- Brief -
Print each of the entries exactly, leaving nothing out.

- Dataset extract -
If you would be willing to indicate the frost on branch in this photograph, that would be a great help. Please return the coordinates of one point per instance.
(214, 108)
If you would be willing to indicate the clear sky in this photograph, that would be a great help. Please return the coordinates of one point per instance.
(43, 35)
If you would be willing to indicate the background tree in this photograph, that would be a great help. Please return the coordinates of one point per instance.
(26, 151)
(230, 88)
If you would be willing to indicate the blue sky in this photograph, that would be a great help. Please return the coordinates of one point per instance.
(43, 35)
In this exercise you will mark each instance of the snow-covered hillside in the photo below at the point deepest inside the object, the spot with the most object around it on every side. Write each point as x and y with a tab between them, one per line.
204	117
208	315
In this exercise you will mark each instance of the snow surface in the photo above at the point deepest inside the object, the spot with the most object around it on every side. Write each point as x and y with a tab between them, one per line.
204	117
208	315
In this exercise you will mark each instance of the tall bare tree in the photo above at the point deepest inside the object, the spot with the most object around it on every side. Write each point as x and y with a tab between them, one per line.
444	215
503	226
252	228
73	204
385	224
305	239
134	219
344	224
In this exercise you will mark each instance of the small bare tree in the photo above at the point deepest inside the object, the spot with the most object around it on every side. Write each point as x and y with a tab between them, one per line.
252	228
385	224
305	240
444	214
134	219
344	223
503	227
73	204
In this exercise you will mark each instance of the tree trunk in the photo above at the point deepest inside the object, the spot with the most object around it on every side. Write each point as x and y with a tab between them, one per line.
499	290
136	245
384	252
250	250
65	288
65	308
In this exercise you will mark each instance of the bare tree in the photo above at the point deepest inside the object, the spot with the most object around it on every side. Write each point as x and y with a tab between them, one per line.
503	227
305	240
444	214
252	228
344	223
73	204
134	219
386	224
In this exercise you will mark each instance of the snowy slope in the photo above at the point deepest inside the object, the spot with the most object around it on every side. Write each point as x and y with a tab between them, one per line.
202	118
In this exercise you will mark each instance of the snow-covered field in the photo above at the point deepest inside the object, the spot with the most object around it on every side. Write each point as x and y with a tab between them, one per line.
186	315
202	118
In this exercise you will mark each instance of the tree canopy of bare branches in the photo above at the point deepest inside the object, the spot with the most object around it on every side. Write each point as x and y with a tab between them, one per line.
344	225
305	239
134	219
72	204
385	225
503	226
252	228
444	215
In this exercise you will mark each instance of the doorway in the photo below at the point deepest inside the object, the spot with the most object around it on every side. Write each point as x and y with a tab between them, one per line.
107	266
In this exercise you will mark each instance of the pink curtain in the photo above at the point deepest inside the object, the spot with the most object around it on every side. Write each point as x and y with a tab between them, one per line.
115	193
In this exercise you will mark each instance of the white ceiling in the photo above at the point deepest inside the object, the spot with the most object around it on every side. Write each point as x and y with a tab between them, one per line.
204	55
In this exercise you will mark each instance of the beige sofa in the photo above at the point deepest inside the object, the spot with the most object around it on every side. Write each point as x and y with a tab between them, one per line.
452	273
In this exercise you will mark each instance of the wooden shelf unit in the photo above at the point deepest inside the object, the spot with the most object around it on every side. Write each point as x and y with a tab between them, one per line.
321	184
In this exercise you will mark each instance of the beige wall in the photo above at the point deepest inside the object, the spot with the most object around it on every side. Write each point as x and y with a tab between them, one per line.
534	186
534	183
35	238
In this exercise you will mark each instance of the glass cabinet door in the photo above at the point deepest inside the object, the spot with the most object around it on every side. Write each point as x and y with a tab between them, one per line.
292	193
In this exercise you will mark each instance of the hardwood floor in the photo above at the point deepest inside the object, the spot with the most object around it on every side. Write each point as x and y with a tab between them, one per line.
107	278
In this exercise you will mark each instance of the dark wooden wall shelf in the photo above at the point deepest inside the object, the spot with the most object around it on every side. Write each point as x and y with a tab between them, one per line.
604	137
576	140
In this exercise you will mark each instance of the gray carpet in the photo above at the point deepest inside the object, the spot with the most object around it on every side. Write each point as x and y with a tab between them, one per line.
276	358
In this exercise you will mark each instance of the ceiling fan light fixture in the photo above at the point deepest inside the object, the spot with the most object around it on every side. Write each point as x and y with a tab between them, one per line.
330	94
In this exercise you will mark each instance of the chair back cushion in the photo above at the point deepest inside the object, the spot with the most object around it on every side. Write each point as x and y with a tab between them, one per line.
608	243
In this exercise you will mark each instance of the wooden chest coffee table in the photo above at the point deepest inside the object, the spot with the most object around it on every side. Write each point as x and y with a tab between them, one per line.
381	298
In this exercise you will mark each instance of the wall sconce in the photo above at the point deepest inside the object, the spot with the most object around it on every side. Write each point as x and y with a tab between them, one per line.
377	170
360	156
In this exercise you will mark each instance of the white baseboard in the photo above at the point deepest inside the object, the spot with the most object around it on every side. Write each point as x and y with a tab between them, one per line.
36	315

- Result below -
If you would be willing to indicate the frost on branch in this photograph, that would be a great help. Please return the coordinates of one point per instance.
(214, 108)
If you would be willing to indicate the clear sky in this photograph, that would be a great help. Please return the coordinates of one point per instance.
(43, 35)
If you would be willing to indicate the background tree in this photograph, that would be a great help. Please return the coordinates of one point per instance.
(26, 151)
(230, 88)
If you would be willing to indicate the blue sky in this photograph, that would be a great help. Please return the coordinates of one point per instance.
(43, 35)
In this exercise you will mark each instance of the snow-covered hillside in the photo below at the point deepest inside the object, the spot with the most object around it on every side. Write each point as x and y with a tab between them, one per line.
204	117
208	315
In this exercise you will mark each instance of the snow surface in the photo above at the point deepest inside the object, the spot with the most object around it on every side. Write each point as x and y with a tab between them, one per line.
204	117
208	315
In this exercise you will mark each instance of the tall bare tree in the photo above at the point deepest inside the object, the spot with the most object around it on every side. Write each point as x and y with a tab between them, one per line.
444	215
503	226
252	228
73	204
385	224
305	239
134	219
344	224
In this exercise you will mark each instance of the small bare tree in the photo above at the point deepest inside the object, the spot with the most object around it on every side. Write each point as x and y with a tab between them, one per line.
252	228
385	224
305	240
444	214
134	219
344	223
503	227
73	204
In this exercise you will mark each instance of the tree trunk in the photo above at the point deepest inside the object, the spot with the most object around it on every side. Write each point as x and y with a tab between them, one per line.
499	290
136	245
384	252
250	250
65	288
65	308
In this exercise you will mark each instance of the bare tree in the photo above at the point deepest inside the object, the spot with the most object around it on every side. Write each point as x and y with a tab between them, one per line.
503	227
305	240
444	214
252	228
344	223
73	204
134	219
386	224
In this exercise you will mark each instance of the snowy slope in the photo above at the point deepest inside the object, the spot with the most object around it on every side. Write each point as x and y with a tab between them, one per line.
202	118
In this exercise you will mark each instance of the snow-covered field in the photo above at the point deepest inside the object, the spot with the most object around it on every side. Write each point as x and y with a tab between them, one per line.
186	315
202	118
In this exercise you will mark each instance of the tree canopy of bare branches in the photo above at the point deepest inside the object, the spot with the most object around it on every side. Write each point as x and y with a tab between them, one per line.
344	225
305	239
134	219
72	204
385	225
503	226
252	228
444	215
In this exercise you will mark each instance of the doorway in the photo below at the point deepest inside the object, the spot with the most object around it on every side. Write each point as x and y with a tab between them, one per line.
107	266
In this exercise you will mark each instance of the pink curtain in the photo above at the point deepest inside the object, the spot with the most object around it on every side. Write each point as x and y with a tab between them, one per line.
115	193
In this exercise you will mark each instance of the white ceiling in the photo above at the point deepest inside the object, the spot with the most object around it on every side. Write each point as x and y with a tab between them, one per line.
204	55
In this exercise you will mark each instance of the beige sofa in the photo above at the point deepest inside the object, the spot with the most object around it on every side. Write each point as x and y with a tab between them, one per line.
452	273
In this exercise you will mark each instance of the wooden shelf unit in the photo above at the point deepest inside the object, the spot with the most object around it on every side. Write each point as x and y with a tab between them, one per line.
321	184
In this exercise you will mark each instance of the beige wall in the photo above at the point deepest inside the object, the spot with the most object around it on every side. Write each point as x and y with a tab between them, one per line.
534	186
534	183
35	238
In this exercise you will mark each instance of the glass cabinet door in the photo above at the point deepest inside the object, the spot with the most object around it on every side. Write each point as x and y with a tab between them, one per line.
292	193
In this exercise you will mark each instance of the hardwood floor in the photo above at the point deepest inside the object, the spot with the most object around it on every side. Write each point as x and y with a tab between them, one per line.
107	278
In this exercise you will mark each instance of the dark wooden wall shelf in the photo above at the point deepest inside the object, the spot with the most object around it on every side. Write each point as x and y with a tab between them, one per line.
604	137
576	140
In this exercise you will mark each instance of the gray carpet in the photo above at the point deepest inside the object, the spot with the most object around it on every side. Write each point as x and y with a tab between them, one per line.
276	358
In this exercise you will mark each instance of the ceiling fan light fixture in the photo above at the point deepest inside the object, the spot with the most object around it on every side. Write each point as x and y with a tab between them, one per line.
330	94
In this exercise you will mark each instance of the chair back cushion in the photo above at the point deepest inside the object, the spot with the most object around it on every side. Write each point as x and y with a tab between them, one per line.
608	243
In this exercise you will mark each instance of the wooden chest coffee table in the photo above at the point deepest inside the object, the spot with the most object around it on every side. Write each point as x and y with a tab between them, one per line.
381	298
In this exercise you will mark each instance of the wall sconce in the photo above at the point deepest inside the object, the spot with the most object around it on every side. Write each point as x and y with a tab between them, one per line.
377	170
360	156
In this exercise you will mark each instance of the white baseboard in the photo above at the point deepest inside the object, the spot with the most object around it on every side. Write each point as x and y with a tab between them, one per line.
36	315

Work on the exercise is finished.